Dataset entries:
+ + + + + + +
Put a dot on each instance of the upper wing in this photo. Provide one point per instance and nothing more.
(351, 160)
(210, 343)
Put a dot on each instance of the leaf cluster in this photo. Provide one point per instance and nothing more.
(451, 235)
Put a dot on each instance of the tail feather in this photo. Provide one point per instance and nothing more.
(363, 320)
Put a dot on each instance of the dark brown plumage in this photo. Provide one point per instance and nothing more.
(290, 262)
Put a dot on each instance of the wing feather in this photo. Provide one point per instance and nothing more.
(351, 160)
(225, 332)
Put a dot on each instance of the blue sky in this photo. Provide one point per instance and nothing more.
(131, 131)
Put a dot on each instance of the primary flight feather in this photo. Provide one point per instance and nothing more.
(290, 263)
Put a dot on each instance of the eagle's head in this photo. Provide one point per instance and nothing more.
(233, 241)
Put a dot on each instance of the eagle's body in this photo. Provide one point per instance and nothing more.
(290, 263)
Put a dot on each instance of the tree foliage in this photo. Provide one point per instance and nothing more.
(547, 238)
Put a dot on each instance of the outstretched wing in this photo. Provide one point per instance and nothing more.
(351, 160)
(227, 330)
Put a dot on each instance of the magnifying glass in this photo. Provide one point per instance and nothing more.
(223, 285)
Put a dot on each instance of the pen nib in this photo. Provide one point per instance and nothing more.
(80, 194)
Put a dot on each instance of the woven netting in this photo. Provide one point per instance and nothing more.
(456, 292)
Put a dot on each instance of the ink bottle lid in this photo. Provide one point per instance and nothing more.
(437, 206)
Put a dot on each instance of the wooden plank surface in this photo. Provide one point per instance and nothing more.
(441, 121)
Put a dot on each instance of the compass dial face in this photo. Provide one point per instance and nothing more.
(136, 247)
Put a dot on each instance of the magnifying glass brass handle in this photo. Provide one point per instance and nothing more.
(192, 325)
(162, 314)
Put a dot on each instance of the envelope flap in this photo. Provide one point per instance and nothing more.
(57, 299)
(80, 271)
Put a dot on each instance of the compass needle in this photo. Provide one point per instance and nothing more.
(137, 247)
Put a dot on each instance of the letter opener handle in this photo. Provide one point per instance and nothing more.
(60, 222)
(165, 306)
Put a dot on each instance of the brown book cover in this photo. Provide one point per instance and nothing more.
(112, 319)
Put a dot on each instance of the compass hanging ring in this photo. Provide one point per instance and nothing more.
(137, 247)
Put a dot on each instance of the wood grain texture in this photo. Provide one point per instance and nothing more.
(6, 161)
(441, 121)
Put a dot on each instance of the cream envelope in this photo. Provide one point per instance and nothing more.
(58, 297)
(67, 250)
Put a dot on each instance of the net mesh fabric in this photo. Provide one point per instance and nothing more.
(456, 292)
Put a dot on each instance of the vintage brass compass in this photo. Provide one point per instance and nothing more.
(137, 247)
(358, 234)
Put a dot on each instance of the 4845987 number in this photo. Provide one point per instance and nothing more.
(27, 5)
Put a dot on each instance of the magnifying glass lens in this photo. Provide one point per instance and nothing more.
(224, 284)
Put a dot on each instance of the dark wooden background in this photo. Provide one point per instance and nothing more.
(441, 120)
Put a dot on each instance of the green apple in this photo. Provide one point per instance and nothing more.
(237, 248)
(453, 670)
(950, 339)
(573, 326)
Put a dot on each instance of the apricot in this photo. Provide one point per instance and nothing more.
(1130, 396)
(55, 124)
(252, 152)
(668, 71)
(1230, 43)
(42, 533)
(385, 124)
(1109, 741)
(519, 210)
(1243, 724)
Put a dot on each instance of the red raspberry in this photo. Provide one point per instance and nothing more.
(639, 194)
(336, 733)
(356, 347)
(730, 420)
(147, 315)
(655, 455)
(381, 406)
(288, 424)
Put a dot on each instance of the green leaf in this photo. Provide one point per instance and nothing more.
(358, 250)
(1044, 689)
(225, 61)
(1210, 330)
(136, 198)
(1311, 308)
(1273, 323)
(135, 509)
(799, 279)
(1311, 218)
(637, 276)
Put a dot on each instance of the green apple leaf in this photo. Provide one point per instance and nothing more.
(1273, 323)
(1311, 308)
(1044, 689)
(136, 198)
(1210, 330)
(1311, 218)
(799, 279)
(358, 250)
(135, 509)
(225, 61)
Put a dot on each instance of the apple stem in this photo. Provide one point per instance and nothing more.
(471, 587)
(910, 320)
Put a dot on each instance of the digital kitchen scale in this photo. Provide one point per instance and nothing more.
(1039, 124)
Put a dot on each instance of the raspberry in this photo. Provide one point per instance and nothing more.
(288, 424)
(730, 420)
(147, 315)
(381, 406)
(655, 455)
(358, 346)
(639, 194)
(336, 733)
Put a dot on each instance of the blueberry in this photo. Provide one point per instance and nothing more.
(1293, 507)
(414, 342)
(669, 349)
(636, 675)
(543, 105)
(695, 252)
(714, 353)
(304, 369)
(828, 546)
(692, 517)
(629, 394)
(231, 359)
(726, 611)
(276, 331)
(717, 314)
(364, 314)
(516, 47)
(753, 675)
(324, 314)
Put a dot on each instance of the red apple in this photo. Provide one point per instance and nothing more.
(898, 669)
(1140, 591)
+ + + + + + +
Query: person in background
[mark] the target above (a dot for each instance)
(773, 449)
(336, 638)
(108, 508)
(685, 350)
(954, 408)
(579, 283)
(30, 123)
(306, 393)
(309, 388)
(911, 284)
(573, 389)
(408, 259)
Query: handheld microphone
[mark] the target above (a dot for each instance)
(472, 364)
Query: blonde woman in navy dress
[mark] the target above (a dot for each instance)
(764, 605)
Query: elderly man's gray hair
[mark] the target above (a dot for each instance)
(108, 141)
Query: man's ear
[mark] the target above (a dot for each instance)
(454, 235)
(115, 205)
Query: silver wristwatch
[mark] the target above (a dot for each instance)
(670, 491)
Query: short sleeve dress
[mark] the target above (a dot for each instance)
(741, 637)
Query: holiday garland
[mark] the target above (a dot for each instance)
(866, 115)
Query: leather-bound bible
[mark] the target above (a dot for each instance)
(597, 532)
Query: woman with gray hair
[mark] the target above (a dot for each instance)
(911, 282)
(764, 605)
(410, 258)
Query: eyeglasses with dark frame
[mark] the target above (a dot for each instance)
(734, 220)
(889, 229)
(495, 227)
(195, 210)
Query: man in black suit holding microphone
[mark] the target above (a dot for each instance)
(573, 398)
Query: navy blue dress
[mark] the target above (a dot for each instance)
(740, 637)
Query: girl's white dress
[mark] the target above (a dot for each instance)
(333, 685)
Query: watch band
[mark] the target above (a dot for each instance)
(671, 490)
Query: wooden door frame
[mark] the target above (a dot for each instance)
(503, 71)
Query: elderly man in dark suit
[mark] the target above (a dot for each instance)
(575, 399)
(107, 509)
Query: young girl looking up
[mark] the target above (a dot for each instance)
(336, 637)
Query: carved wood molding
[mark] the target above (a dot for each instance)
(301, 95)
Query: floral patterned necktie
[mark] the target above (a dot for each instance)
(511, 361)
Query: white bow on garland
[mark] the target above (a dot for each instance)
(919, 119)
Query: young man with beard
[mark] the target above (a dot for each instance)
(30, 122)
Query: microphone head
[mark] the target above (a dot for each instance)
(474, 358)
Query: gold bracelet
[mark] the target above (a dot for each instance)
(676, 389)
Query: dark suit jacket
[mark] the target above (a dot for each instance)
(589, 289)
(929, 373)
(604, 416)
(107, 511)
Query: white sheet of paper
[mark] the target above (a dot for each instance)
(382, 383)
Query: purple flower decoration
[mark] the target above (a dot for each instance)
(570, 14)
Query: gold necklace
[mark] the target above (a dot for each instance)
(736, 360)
+ + + + + + +
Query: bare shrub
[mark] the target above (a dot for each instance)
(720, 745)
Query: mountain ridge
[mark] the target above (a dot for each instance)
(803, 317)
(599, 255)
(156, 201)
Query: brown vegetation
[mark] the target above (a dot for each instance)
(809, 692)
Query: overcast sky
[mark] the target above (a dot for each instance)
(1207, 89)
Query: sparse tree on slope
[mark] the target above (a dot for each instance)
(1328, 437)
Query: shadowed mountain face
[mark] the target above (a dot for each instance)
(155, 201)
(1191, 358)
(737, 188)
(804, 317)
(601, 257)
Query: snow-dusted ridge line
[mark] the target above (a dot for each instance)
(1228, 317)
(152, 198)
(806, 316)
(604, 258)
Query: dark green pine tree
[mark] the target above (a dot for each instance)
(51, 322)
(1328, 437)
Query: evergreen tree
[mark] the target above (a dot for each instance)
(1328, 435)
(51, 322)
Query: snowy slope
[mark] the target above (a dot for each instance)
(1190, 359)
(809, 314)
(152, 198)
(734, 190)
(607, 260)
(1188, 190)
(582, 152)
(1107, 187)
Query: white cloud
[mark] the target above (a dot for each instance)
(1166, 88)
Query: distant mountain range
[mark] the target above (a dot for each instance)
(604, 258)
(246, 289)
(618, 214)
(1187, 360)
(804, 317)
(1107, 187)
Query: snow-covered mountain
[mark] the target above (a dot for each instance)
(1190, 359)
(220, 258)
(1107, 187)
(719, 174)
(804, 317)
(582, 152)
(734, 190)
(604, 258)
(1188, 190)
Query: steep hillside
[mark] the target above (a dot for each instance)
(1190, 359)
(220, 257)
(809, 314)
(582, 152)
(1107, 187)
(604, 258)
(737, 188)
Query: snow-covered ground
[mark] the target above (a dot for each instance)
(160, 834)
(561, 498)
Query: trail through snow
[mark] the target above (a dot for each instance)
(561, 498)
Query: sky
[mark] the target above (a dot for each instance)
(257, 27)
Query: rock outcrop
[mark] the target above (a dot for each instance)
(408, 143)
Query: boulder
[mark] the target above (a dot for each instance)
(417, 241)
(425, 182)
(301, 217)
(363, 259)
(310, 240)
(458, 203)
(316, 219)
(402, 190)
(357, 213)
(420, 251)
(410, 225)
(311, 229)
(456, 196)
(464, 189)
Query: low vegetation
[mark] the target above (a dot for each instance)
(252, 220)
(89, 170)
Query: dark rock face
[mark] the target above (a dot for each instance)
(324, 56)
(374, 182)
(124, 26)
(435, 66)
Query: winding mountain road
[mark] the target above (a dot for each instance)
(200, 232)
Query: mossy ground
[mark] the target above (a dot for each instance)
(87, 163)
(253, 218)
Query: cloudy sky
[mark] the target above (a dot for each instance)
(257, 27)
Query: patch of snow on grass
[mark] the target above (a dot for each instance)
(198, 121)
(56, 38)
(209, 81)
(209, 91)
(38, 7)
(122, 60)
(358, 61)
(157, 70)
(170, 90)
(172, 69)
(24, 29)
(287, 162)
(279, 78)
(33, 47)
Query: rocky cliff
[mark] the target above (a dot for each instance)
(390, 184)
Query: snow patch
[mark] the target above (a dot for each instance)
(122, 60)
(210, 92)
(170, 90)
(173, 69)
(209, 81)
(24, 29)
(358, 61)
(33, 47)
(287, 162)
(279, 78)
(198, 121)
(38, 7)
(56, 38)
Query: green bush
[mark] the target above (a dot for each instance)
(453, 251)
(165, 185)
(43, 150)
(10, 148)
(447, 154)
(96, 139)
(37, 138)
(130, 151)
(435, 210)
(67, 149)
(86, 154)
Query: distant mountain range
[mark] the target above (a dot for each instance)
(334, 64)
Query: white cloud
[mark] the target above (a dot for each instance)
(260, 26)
+ + + + + + +
WORK TO COMPLETE: Take every line above carrying "ridge" and return it.

RESULT BELOW:
Query: mountain ridge
Query: snow-dusted ridge line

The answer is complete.